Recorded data
# # # #
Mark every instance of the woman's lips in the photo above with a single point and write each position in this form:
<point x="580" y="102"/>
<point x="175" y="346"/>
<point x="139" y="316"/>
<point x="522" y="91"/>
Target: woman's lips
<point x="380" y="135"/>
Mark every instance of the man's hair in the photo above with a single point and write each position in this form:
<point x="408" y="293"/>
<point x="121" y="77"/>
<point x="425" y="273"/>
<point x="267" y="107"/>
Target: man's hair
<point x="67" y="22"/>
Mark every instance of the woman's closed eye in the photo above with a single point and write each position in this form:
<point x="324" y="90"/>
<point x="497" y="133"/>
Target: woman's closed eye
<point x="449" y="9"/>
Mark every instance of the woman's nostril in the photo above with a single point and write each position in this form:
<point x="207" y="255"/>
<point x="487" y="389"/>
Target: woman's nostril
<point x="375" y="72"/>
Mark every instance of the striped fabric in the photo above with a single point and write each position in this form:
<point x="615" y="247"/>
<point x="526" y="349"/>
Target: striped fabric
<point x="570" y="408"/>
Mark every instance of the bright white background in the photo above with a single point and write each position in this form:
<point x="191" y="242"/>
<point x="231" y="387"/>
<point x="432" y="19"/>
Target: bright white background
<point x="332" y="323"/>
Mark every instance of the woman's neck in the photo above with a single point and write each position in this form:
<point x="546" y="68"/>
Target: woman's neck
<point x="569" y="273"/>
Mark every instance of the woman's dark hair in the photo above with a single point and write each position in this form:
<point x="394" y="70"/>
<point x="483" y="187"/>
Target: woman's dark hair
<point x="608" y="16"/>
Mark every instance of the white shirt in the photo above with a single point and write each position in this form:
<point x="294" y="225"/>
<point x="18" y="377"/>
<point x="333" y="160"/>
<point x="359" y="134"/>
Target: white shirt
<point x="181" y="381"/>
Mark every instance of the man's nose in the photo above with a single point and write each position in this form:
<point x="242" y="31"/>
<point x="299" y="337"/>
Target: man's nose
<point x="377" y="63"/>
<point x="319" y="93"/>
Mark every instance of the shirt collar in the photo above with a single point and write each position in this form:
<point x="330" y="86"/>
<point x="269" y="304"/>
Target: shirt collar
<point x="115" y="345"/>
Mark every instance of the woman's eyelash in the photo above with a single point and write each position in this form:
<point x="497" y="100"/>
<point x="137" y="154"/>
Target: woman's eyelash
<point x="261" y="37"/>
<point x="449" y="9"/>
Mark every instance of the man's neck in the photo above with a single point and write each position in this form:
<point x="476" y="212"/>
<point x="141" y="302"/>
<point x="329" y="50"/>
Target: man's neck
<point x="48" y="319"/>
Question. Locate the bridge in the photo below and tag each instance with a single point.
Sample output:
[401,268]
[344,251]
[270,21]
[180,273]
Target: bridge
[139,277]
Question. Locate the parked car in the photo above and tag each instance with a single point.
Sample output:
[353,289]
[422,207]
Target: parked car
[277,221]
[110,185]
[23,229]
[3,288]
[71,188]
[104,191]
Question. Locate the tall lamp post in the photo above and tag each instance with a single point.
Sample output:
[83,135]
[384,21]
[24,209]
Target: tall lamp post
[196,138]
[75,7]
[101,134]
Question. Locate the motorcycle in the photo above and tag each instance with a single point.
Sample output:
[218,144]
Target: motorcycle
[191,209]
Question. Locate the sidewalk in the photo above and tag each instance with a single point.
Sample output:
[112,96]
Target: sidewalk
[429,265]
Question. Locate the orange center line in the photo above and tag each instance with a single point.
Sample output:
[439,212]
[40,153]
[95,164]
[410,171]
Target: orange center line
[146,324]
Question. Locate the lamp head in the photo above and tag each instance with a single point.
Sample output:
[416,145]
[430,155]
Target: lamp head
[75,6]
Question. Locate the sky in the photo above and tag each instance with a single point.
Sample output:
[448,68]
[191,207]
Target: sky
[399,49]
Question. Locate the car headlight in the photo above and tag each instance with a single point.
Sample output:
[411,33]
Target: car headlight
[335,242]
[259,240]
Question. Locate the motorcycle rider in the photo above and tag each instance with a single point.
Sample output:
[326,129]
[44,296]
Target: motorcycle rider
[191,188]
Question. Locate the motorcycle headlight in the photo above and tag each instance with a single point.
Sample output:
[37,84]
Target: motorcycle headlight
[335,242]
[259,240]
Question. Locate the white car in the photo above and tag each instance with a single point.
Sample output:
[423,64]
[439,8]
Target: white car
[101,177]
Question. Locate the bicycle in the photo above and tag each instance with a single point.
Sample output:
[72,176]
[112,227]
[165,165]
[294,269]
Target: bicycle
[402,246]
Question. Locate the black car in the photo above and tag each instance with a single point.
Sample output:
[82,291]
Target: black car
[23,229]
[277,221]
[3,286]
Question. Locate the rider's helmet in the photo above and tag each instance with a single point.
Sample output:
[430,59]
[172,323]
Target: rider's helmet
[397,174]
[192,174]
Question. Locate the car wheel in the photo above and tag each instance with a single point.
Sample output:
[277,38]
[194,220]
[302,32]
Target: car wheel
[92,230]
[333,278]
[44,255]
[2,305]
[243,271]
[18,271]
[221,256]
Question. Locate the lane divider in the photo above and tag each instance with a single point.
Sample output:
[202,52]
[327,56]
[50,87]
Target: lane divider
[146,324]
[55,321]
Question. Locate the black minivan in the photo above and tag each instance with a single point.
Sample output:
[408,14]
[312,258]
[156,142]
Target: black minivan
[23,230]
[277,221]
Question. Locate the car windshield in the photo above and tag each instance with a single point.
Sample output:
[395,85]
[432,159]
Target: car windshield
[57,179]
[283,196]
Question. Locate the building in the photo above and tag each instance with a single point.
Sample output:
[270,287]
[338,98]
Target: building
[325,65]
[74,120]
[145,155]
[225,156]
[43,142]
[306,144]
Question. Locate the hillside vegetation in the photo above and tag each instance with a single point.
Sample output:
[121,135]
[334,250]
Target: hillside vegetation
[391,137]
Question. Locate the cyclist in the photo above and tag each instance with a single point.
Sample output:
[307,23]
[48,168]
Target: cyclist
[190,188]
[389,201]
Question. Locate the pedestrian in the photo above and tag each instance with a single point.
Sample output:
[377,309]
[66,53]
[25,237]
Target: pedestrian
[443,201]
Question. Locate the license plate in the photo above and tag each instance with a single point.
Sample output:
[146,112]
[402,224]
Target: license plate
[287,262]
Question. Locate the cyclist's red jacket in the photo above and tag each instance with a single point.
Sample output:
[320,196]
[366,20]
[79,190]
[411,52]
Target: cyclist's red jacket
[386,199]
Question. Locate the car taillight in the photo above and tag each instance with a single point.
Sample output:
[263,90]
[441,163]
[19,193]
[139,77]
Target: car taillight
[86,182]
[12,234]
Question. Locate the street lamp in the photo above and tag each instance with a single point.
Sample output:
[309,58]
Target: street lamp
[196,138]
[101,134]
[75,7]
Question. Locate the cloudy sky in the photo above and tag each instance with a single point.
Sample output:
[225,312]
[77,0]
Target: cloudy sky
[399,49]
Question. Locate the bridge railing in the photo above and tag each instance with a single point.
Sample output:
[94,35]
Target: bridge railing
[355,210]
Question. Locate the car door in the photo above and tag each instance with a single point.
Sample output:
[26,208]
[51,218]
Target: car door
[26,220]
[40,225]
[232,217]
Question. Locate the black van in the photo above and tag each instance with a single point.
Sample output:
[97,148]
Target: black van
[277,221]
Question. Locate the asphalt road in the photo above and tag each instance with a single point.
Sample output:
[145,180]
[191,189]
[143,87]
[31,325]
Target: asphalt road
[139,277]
# # # #
Print the entire set of records again, exactly.

» **SOLUTION TO THIS EXERCISE**:
Mark every instance of the woman's lips in the photo above with a single point and write each position in this form:
<point x="580" y="102"/>
<point x="175" y="346"/>
<point x="139" y="316"/>
<point x="522" y="91"/>
Target: woman's lips
<point x="380" y="135"/>
Mark every instance of the man's hair in the photo above with a single point and write each position in this form:
<point x="408" y="293"/>
<point x="121" y="77"/>
<point x="425" y="273"/>
<point x="267" y="107"/>
Target: man's hair
<point x="67" y="22"/>
Mark every instance of the woman's closed eye in the photo above with a single point and write each position in this form:
<point x="324" y="90"/>
<point x="497" y="133"/>
Target: woman's closed eye
<point x="449" y="9"/>
Mark every instance of the woman's nostril in the photo above with a single point and write each position in this form:
<point x="207" y="255"/>
<point x="487" y="389"/>
Target: woman's nostril
<point x="375" y="72"/>
Mark every instance of the striped fabric in the photo above with a single point and write each position in this form:
<point x="615" y="247"/>
<point x="526" y="349"/>
Target: striped fabric
<point x="570" y="408"/>
Mark every instance of the bright white background in the photo above with a single point and write each position in this form:
<point x="191" y="242"/>
<point x="231" y="387"/>
<point x="432" y="19"/>
Target: bright white background
<point x="332" y="323"/>
Mark every instance of the woman's neck in the photo above with a single point and write each position in this form:
<point x="546" y="68"/>
Target: woman's neck
<point x="569" y="273"/>
Mark every instance of the woman's dark hair in the photo above with a single point and write each position in this form:
<point x="394" y="70"/>
<point x="483" y="187"/>
Target: woman's dark hair
<point x="608" y="16"/>
Mark every instance of the white shirt in the photo above with a single point and write each position in this form:
<point x="294" y="225"/>
<point x="18" y="377"/>
<point x="333" y="160"/>
<point x="359" y="134"/>
Target: white shirt
<point x="181" y="381"/>
Mark every instance of the man's nose in the photo above with a single point and write each position in this form:
<point x="242" y="31"/>
<point x="299" y="337"/>
Target: man's nose
<point x="377" y="63"/>
<point x="319" y="93"/>
Mark every instance of the shirt collar in the photo above with a single point and write each position in this form:
<point x="330" y="86"/>
<point x="269" y="304"/>
Target: shirt collar
<point x="115" y="345"/>
Mark every instance of the woman's eyelash in the photo above with a single point and write each position in this form:
<point x="497" y="100"/>
<point x="137" y="154"/>
Target: woman's eyelash
<point x="261" y="37"/>
<point x="449" y="9"/>
Mark every instance of the man's neck in the photo above with a single point and write each position in this form:
<point x="476" y="212"/>
<point x="141" y="302"/>
<point x="329" y="50"/>
Target: man's neck
<point x="48" y="319"/>
Question. Locate the bridge in the photo below and tag each instance with a single point.
Sample output:
[401,268]
[344,251]
[270,21]
[180,273]
Target: bridge
[139,277]
Question. Locate the parked car in the photo above and tag each instance with a single point.
Sample output:
[353,289]
[422,207]
Target: parked car
[277,221]
[110,185]
[23,229]
[3,288]
[71,188]
[104,191]
Question. Locate the tall lamp post in the photo above and tag each instance with a single point.
Sample output:
[83,135]
[384,21]
[24,209]
Target: tall lamp post
[196,138]
[75,7]
[101,134]
Question. Locate the motorcycle in the photo above and tag each instance with a single point.
Sample output:
[218,144]
Target: motorcycle
[191,209]
Question. Locate the sidewalk in the photo above and tag each instance with a single point.
Sample output:
[112,96]
Target: sidewalk
[429,265]
Question. Locate the orange center line in the photo above and tag each instance with a single point.
Sample output:
[439,212]
[40,153]
[95,164]
[410,171]
Target: orange center line
[146,324]
Question. Locate the lamp head in the photo above and tag each instance with a single point.
Sample output:
[416,145]
[430,155]
Target: lamp head
[75,6]
Question. Locate the sky in the photo above and tag each instance with a single point.
Sample output:
[448,68]
[191,207]
Target: sky
[399,49]
Question. Locate the car headlight in the photo above and tag each instance with a single point.
Sample output:
[411,33]
Target: car headlight
[335,242]
[259,240]
Question. Locate the motorcycle rider in the photo above and tag each instance with a single point.
Sample output:
[326,129]
[44,296]
Target: motorcycle rider
[191,188]
Question. Locate the motorcycle headlight in the photo above and tag each instance with a single point.
Sample output:
[37,84]
Target: motorcycle headlight
[335,242]
[259,240]
Question. Locate the white car in the photo above and tag each instance with a single point.
Sample output:
[423,64]
[439,8]
Target: white car
[101,177]
Question. Locate the bicycle in the photo above and tag each instance with a single point.
Sample output:
[72,176]
[112,227]
[165,165]
[294,269]
Target: bicycle
[402,246]
Question. Locate the black car in the photo above and tag each instance with a single point.
Sample output:
[82,291]
Target: black car
[23,229]
[277,221]
[3,286]
Question. Locate the rider's helmet in the photo above and tag each instance with a single point.
Sample output:
[430,59]
[172,323]
Target: rider's helmet
[397,174]
[192,174]
Question. Locate the car wheel in the photo above and tag each instance with a single point.
Sample output:
[277,38]
[194,220]
[302,32]
Target: car wheel
[92,230]
[333,278]
[44,255]
[2,305]
[243,271]
[18,271]
[221,256]
Question. Locate the lane divider in the photo above and tag each instance with a single point.
Sample output:
[202,52]
[327,56]
[50,87]
Target: lane divider
[146,324]
[55,321]
Question. Locate the black minivan in the photo above and tag each instance with a single point.
Sample output:
[408,14]
[312,258]
[156,142]
Target: black minivan
[23,230]
[277,221]
Question. Locate the car windshield in the photo above and tag each instance with a single point.
Sample output:
[395,85]
[432,159]
Target: car windshield
[57,179]
[283,196]
Question. Locate the building in the photo above and tag each instance with a single point.
Sample output:
[270,287]
[338,98]
Target: building
[325,65]
[74,120]
[145,155]
[225,156]
[43,142]
[306,144]
Question. Locate the hillside vegetation in the photo above and tag each instance with a single point.
Sample output:
[121,135]
[334,250]
Target: hillside vegetation
[391,137]
Question. Locate the cyclist in the photo above and tag each instance with a single point.
Sample output:
[307,23]
[48,168]
Target: cyclist
[190,188]
[389,201]
Question. Locate the pedestrian in the photo above and tag each instance with a single point.
Sample output:
[377,309]
[66,53]
[25,237]
Target: pedestrian
[443,201]
Question. Locate the license plate in the photo above and tag each instance with a single point.
Sample output:
[146,112]
[402,224]
Target: license plate
[287,262]
Question. Locate the cyclist's red jacket in the photo above and tag each instance with a single point.
Sample output:
[320,196]
[366,20]
[79,190]
[411,52]
Target: cyclist's red jacket
[386,199]
Question. Locate the car taillight in the photo above and tag each instance with a single point.
Sample output:
[263,90]
[441,163]
[19,193]
[139,77]
Target: car taillight
[86,182]
[12,234]
Question. Locate the street lamp in the photo above and tag each instance with a single point.
Sample output:
[309,58]
Target: street lamp
[196,138]
[101,134]
[75,7]
Question. Locate the cloudy sky in the photo above and tag each instance with a single point.
Sample output:
[225,312]
[77,0]
Target: cloudy sky
[399,49]
Question. Locate the bridge railing in the photo above and tag each instance with a single point.
Sample output:
[94,35]
Target: bridge railing
[355,210]
Question. Locate the car door in the photo above and tag each instance with a single point.
Sample output:
[26,208]
[51,218]
Target: car door
[26,220]
[40,225]
[232,217]
Question. Locate the black van in the photo above and tag each instance with a single point.
Sample output:
[97,148]
Target: black van
[277,221]
Question. Locate the asphalt road in the photo above and tag each instance with a single point.
Sample output:
[145,180]
[191,189]
[143,87]
[31,325]
Target: asphalt road
[139,277]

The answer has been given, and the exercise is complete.